• **Task description**
Using the records below, locate all lines containing "street" and return them.
####################
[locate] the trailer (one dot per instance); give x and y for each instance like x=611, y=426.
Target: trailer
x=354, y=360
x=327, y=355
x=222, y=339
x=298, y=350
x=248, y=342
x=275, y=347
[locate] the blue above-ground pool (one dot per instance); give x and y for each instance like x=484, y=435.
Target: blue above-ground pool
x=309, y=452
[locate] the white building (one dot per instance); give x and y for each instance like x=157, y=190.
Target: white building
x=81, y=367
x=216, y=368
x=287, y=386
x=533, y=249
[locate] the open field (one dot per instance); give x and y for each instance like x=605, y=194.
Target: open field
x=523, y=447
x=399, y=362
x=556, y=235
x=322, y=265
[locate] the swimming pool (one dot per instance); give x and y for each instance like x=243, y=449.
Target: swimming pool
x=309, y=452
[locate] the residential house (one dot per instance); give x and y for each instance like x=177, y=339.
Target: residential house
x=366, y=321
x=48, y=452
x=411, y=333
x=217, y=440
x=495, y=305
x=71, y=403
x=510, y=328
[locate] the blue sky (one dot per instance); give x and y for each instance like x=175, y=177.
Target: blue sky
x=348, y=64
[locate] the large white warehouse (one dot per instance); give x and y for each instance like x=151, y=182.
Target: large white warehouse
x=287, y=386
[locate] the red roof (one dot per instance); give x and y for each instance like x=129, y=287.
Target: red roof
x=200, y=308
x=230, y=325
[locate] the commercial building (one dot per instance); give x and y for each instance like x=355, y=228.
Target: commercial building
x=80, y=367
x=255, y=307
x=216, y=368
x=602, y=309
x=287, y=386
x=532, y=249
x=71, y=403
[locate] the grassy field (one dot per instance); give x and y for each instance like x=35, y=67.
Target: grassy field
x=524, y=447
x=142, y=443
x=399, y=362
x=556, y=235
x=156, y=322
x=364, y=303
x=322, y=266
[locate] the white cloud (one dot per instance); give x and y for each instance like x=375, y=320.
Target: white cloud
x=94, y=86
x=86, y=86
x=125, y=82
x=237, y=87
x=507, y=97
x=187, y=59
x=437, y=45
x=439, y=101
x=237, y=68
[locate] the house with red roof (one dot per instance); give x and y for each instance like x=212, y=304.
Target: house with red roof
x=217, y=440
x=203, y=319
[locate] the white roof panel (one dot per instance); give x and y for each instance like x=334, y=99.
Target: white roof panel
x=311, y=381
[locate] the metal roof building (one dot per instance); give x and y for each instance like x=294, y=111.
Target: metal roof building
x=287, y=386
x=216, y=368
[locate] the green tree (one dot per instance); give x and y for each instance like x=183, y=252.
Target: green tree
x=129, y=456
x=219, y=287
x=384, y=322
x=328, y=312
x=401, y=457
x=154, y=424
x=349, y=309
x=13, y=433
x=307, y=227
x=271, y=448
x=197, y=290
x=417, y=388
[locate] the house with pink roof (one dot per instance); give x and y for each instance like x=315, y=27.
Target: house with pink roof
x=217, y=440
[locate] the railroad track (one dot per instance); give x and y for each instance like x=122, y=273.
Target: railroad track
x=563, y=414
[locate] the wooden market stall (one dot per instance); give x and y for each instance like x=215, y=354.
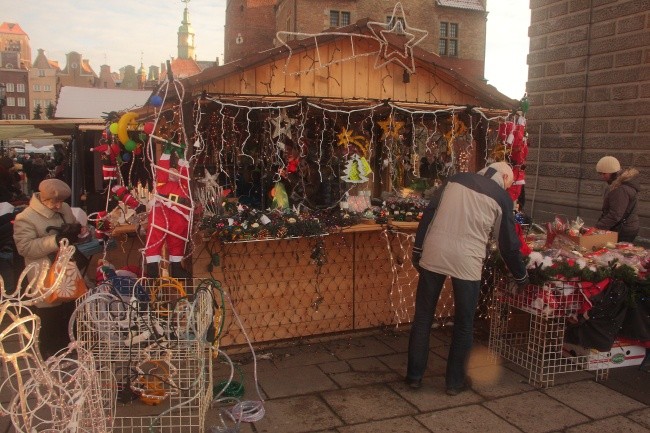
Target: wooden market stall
x=338, y=120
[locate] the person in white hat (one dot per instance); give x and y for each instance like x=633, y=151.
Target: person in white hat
x=37, y=232
x=619, y=212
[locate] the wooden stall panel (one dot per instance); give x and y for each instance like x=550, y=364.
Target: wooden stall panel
x=279, y=292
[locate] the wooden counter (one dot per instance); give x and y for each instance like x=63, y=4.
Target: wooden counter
x=279, y=291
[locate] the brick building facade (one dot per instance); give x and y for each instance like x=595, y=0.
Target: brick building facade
x=589, y=92
x=251, y=25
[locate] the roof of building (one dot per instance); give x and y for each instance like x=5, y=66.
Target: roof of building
x=474, y=5
x=42, y=62
x=12, y=28
x=183, y=68
x=84, y=102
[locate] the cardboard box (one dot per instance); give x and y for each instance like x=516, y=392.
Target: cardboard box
x=596, y=240
x=619, y=356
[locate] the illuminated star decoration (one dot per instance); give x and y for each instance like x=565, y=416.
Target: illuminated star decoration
x=345, y=138
x=390, y=127
x=397, y=26
x=210, y=180
x=282, y=124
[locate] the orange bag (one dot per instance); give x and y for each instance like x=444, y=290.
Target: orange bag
x=72, y=286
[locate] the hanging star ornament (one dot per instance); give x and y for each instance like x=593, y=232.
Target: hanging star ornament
x=390, y=127
x=410, y=37
x=209, y=180
x=347, y=138
x=282, y=124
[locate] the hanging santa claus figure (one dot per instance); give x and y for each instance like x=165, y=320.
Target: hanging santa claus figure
x=109, y=153
x=169, y=218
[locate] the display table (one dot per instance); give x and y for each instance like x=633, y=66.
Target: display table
x=529, y=333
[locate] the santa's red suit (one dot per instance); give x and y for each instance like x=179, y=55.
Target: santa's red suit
x=519, y=180
x=109, y=154
x=170, y=213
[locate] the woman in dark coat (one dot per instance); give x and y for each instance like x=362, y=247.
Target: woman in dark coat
x=620, y=202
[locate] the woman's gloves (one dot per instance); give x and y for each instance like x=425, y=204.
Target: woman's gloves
x=69, y=231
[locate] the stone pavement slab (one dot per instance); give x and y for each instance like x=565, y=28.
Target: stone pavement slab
x=369, y=403
x=364, y=371
x=466, y=419
x=358, y=347
x=535, y=412
x=432, y=395
x=284, y=382
x=642, y=417
x=395, y=425
x=613, y=424
x=302, y=414
x=593, y=399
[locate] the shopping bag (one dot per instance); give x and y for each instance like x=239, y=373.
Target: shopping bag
x=72, y=285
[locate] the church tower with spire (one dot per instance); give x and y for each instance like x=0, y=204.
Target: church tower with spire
x=186, y=36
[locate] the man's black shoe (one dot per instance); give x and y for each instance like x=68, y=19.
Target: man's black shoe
x=456, y=391
x=414, y=383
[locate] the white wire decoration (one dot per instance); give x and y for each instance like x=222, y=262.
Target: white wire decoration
x=60, y=394
x=396, y=25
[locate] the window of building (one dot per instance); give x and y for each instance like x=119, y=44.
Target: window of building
x=448, y=42
x=339, y=18
x=392, y=22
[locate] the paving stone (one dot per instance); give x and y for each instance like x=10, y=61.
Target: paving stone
x=593, y=399
x=480, y=356
x=364, y=371
x=358, y=347
x=397, y=339
x=334, y=367
x=642, y=417
x=613, y=424
x=368, y=403
x=247, y=374
x=436, y=366
x=297, y=415
x=395, y=425
x=559, y=379
x=626, y=380
x=465, y=419
x=535, y=412
x=495, y=381
x=293, y=381
x=432, y=395
x=302, y=355
x=213, y=419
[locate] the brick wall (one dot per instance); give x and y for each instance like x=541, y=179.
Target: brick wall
x=251, y=20
x=313, y=16
x=589, y=91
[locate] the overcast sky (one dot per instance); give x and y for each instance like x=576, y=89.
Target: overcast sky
x=121, y=32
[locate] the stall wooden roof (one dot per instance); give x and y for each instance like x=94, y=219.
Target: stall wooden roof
x=348, y=67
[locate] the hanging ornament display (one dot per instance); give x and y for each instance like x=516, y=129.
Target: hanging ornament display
x=359, y=143
x=357, y=170
x=390, y=127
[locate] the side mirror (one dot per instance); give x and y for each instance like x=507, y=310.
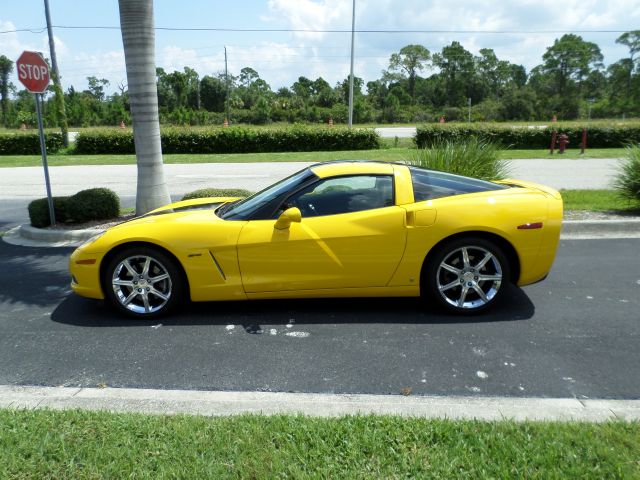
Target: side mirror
x=287, y=217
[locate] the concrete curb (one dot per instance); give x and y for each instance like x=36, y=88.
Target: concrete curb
x=214, y=403
x=26, y=235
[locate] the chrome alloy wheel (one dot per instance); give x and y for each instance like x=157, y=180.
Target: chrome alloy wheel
x=141, y=284
x=469, y=277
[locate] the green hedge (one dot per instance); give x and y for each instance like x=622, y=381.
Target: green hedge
x=217, y=192
x=28, y=143
x=84, y=206
x=599, y=135
x=235, y=140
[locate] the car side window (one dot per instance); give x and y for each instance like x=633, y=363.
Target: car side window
x=346, y=194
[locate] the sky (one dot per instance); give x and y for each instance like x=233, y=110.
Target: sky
x=519, y=31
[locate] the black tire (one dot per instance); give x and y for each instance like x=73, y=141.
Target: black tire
x=466, y=286
x=143, y=282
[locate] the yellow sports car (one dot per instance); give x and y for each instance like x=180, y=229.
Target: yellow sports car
x=337, y=229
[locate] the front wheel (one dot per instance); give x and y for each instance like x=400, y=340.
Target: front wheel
x=466, y=275
x=142, y=282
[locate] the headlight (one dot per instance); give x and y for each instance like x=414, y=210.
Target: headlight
x=92, y=239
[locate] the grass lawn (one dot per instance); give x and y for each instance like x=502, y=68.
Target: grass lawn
x=80, y=444
x=598, y=201
x=390, y=154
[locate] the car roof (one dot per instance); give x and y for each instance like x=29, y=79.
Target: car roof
x=351, y=167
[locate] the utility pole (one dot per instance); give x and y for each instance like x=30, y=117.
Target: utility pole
x=353, y=34
x=59, y=97
x=226, y=79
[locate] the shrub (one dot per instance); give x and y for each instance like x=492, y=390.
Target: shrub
x=217, y=192
x=28, y=143
x=235, y=140
x=93, y=204
x=105, y=141
x=84, y=206
x=627, y=182
x=472, y=158
x=599, y=134
x=39, y=211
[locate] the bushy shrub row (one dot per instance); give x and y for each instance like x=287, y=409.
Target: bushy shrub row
x=28, y=143
x=235, y=140
x=627, y=182
x=472, y=157
x=84, y=206
x=599, y=135
x=217, y=192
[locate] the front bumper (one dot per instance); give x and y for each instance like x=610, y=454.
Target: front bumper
x=85, y=274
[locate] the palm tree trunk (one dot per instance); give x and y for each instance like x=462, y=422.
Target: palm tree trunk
x=138, y=38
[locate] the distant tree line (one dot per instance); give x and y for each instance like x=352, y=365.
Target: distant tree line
x=418, y=86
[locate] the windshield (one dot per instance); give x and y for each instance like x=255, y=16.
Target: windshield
x=244, y=209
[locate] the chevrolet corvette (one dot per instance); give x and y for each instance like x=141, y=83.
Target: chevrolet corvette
x=336, y=229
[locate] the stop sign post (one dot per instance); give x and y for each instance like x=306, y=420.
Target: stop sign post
x=33, y=73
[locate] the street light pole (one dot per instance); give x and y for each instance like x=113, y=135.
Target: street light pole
####################
• **Answer box**
[locate] the street light pole (one dot per instance); give x and y for each instance like x=113, y=135.
Target: street light pole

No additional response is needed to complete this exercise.